>> START
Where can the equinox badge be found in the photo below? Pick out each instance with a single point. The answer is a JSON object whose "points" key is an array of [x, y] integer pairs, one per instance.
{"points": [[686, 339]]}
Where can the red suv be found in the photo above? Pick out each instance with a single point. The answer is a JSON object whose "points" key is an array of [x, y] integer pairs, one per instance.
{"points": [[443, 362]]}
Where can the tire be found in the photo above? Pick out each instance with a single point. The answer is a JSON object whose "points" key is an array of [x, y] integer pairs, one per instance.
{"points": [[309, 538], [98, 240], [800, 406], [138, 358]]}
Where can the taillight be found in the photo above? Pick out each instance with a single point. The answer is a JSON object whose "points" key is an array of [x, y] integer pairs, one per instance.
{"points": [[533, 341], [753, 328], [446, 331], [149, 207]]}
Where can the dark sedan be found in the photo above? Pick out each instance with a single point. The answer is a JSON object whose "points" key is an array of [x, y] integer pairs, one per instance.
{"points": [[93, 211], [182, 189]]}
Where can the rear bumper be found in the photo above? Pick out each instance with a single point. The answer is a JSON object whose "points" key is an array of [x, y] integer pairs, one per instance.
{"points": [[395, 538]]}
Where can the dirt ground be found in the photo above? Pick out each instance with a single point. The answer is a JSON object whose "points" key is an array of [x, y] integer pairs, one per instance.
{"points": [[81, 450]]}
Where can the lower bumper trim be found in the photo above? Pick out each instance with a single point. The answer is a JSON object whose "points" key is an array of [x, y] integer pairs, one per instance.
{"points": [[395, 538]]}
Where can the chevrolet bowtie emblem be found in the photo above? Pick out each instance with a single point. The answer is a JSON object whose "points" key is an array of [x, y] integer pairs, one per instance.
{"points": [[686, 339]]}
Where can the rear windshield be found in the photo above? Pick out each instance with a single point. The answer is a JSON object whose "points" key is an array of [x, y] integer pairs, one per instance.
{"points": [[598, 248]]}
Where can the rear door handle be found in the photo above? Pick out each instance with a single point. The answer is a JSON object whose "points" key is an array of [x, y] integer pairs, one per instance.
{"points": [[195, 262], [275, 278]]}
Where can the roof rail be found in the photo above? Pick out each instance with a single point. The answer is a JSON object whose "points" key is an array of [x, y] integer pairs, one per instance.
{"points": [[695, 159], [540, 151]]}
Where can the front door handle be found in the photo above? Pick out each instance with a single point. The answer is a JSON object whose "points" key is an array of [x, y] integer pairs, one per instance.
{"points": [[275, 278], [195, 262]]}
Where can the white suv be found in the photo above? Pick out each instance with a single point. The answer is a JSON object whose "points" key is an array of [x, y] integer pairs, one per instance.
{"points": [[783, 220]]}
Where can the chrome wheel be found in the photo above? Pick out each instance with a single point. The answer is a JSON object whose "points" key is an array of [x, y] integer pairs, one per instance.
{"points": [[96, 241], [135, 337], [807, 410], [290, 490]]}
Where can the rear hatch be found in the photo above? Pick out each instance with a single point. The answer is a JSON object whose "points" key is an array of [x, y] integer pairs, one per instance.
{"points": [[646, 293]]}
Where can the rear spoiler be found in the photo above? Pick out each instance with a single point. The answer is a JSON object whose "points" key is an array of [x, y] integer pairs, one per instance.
>> END
▸ **Given problem**
Copy out all the rows above, swapping "single point" for "single marker" wherever it occurs and leaving everything else as it stands.

▸ **Written answer**
Where can the equinox badge be found in the photo below? Pick out each instance with a single marker. The answer is a JSON object whose "points" key is an array of [x, y] integer pairs, one per instance.
{"points": [[686, 339]]}
Where can the red suv be found in the photo above? Pick out each instance with a single marker. The answer is a JSON object whose "points" key is an array of [x, y] integer pairs, one per instance.
{"points": [[443, 362]]}
Where can the tire be found in the photo above? Pick out each instance with a single marker. The answer is a JSON object whose "points" key is an array of [x, y] integer pairs, one per instance.
{"points": [[309, 538], [98, 240], [800, 406], [138, 358]]}
Where can the taillight be found in the photo above? Pick out each instance with a single marker. The answer is a JSON object whose "points" key is an array of [x, y] integer pairs, one per instance.
{"points": [[533, 341], [753, 328], [446, 331], [149, 207]]}
Where can the dark sedan be found in the photo above? Pick out each instance with a single marker. The answer is a JSON object whose "points" key is an array of [x, y] integer pairs, one per instance.
{"points": [[93, 211], [182, 189]]}
Where can the rear bumper be found in the photo above? Pick out each instance with a single marker. The answer is a JSON object whose "points" key is an array of [x, y] integer pairs, one per instance.
{"points": [[395, 538]]}
Where can the dirt ground be found in the photo above? Pick out each instance with a single marker. The answer is a JSON object whose "points" key is an array of [x, y] integer pairs, one per instance.
{"points": [[81, 450]]}
Where can the lower bumper trim be found in the photo above? Pick out each instance with a single marker. The answer is a JSON object whose "points" key is an array of [x, y] integer pairs, one per instance.
{"points": [[395, 538]]}
Where can the chevrolet bowtie emblem be found in the photo above? Pick out each instance with a single marker. The answer is a JSON object whose "points" key is an array of [x, y] integer pairs, one per instance.
{"points": [[686, 339]]}
Where can the rear windshield be found in the photo above? Pick out each instance with a single marker. The answer is a JSON object whose "points" key is an array of [x, y] integer pairs, one per instance.
{"points": [[598, 248]]}
Where can the rear door handle be found in the photo above? Pick out each instance with a single marker. The answer is a JSON object whose "points" key is an array of [x, y] integer pairs, one per instance.
{"points": [[195, 262], [275, 278]]}
Where can the roof rail be found in the photo above? Pick out each instance with a single marker. The answer is a JSON object whose "points" key is an array of [x, y] integer pairs, one per instance.
{"points": [[695, 159], [540, 151]]}
Where can the front door handle be found in the photo above? Pick out each instance with a single marker. The answer is a JSON object whose "points" key is an array of [x, y] integer pairs, one per instance.
{"points": [[275, 278], [195, 262]]}
Where can the white suv be found in the photo above? Pick out each instance with a single marker. The answer is a JSON object whose "points" key is an array of [x, y] integer pairs, one per instance.
{"points": [[783, 220]]}
Where can the chrome wheel be found in the photo above? Pick out each instance with a single marker. The answer is a JSON object whose "points" key is an array of [x, y] integer pairs, one per instance.
{"points": [[96, 241], [135, 337], [807, 410], [290, 490]]}
Where can the rear hatch be found in the photo above? Pick out each instance with a single marker. The answer is a JSON object whose "points" key is an array of [x, y] integer pairs, one per instance.
{"points": [[646, 293]]}
Where can the rear spoiler be found in the photo above? Pick out each instance with a single marker. The answer is a JSON object whose "points" key is an array of [x, y] integer pairs, one per instance.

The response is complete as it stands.